[Start Input for this task]

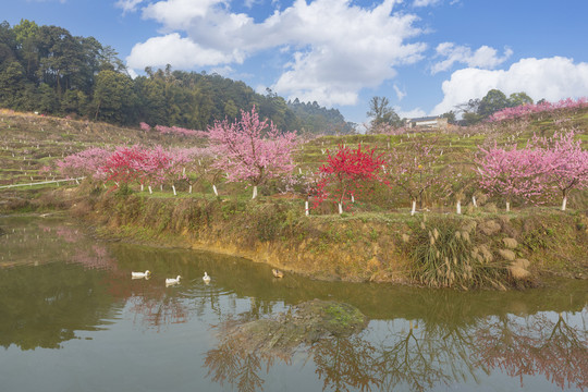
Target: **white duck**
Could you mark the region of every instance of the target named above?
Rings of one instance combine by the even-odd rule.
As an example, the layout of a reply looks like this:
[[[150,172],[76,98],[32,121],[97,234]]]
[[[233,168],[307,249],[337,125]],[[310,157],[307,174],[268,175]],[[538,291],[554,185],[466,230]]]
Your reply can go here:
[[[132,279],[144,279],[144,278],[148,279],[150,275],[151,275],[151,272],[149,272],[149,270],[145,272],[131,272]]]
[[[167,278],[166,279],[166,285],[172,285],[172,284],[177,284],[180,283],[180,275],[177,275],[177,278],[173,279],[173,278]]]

[End Input for this task]
[Start Input for this task]

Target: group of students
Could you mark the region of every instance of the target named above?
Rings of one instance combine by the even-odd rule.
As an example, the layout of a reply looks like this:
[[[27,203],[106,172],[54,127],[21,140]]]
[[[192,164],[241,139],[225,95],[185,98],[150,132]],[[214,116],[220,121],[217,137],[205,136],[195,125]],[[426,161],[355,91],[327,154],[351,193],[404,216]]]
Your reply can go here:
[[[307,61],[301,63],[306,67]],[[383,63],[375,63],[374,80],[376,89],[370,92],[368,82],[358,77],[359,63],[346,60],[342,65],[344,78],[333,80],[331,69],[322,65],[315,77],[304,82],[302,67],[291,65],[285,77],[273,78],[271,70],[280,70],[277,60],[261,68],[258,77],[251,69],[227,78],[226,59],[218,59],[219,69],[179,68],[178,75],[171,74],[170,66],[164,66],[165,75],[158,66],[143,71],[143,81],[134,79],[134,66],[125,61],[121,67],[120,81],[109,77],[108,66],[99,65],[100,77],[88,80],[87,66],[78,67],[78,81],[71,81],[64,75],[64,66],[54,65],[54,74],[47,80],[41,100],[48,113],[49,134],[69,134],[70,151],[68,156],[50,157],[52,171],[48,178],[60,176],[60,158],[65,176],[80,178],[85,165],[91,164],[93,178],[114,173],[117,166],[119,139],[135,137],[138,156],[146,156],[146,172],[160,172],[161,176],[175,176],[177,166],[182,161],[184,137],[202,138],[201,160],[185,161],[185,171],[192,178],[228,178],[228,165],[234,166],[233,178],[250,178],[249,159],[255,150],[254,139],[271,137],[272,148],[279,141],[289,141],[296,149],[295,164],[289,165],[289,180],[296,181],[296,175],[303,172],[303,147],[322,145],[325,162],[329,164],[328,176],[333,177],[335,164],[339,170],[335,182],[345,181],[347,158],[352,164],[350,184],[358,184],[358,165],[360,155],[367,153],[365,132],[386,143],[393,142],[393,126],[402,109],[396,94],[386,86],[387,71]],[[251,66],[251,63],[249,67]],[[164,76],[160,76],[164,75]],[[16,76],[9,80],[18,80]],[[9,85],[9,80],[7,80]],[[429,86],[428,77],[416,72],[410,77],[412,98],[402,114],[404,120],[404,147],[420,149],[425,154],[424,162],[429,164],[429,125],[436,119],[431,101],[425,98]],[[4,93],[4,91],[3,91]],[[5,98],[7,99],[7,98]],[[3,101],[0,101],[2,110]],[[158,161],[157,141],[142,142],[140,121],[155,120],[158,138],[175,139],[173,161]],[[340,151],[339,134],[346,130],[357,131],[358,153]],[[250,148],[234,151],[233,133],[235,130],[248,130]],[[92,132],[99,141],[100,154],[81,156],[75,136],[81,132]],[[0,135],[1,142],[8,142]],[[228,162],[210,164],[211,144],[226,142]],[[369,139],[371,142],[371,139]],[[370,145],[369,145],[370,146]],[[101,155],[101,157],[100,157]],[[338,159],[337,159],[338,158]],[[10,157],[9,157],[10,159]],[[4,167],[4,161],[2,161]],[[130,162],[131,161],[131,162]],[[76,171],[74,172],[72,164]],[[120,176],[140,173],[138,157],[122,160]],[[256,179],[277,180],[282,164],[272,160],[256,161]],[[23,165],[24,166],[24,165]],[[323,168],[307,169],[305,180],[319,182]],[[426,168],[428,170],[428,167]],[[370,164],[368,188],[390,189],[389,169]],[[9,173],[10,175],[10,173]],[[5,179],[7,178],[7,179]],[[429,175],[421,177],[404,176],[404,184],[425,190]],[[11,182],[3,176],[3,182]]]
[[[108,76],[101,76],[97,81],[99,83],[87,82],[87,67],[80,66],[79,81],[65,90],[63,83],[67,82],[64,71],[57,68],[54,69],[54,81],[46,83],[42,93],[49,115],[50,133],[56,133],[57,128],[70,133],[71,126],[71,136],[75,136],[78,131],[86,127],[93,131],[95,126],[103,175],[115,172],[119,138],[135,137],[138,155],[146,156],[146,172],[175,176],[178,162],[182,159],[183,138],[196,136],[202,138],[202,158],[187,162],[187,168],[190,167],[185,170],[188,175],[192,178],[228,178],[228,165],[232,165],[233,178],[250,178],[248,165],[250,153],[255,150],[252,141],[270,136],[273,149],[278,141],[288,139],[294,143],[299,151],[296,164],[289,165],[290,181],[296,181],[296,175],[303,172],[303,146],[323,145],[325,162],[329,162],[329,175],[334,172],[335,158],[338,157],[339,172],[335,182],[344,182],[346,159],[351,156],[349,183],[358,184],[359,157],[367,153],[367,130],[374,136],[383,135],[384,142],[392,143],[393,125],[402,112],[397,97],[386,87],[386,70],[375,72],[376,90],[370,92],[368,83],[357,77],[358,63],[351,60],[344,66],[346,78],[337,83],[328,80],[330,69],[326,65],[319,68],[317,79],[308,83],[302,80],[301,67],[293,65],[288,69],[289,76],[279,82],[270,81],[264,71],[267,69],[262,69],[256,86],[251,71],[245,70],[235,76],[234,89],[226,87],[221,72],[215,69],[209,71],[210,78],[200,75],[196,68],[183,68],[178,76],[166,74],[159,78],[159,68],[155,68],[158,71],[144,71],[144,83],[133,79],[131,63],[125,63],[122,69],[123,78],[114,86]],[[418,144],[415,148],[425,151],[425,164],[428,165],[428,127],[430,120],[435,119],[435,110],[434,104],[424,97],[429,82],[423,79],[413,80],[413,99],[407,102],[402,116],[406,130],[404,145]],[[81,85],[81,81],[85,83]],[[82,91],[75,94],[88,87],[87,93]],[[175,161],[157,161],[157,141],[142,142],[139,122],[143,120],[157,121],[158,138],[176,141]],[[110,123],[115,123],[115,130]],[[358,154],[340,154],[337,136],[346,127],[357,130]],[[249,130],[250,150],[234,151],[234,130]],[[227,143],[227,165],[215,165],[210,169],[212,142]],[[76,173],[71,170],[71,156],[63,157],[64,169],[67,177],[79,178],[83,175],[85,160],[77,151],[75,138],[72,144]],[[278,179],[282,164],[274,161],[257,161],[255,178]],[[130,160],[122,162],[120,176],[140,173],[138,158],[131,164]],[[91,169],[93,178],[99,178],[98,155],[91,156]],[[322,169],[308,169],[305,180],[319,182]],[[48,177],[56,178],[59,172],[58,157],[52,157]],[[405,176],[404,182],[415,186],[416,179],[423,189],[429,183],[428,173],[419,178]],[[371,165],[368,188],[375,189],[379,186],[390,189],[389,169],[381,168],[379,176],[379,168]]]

[End Input for this task]

Given request: Output the stretch of the listing from the line containing "Target: **white duck**" through the line containing "[[[150,172],[76,98],[32,121],[97,234]]]", both ends included, reproducing those lines verbatim and nothing else.

Final result:
Target: **white duck**
Could you mark the region of every instance of the target named above?
Rings of one instance combine by the even-odd rule.
As an example, the layout of a reply looks like this:
[[[150,172],[76,98],[32,121],[97,234]]]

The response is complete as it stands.